EXERCISE OBJECTIVE - The result should be an exact copy of the data, free of pictures.

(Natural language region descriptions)
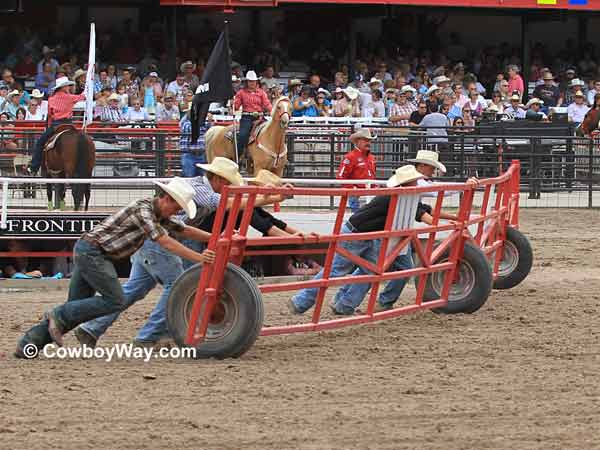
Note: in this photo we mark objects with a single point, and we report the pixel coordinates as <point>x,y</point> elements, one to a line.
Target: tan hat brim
<point>436,164</point>
<point>235,180</point>
<point>188,207</point>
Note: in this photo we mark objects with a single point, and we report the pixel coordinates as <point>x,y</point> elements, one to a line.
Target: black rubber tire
<point>475,271</point>
<point>240,310</point>
<point>516,246</point>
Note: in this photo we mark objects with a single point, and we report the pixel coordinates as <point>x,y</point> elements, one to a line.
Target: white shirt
<point>576,112</point>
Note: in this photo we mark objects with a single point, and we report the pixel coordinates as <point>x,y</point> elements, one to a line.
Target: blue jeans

ANSWER SPACE -
Note: in this photo we mark objects with a single point, and we report the pixel coordinates as <point>x,y</point> elements, one to a line.
Target: tan hat brim
<point>436,164</point>
<point>235,180</point>
<point>188,207</point>
Note: in this photo we mark objects with a single point, and we report the pixel coordinates as <point>x,y</point> elements, one to a line.
Target: black rubber tire
<point>475,271</point>
<point>240,310</point>
<point>516,246</point>
Note: in this photo we mark objects with a single point, and we report the pixel coordinates as <point>x,y</point> elements, one to a line.
Target: white shirt
<point>576,112</point>
Note: in this photo we mark objects with a single point, and we report the pixel coordinates as <point>x,y</point> elements, one to a line.
Target: blue jeans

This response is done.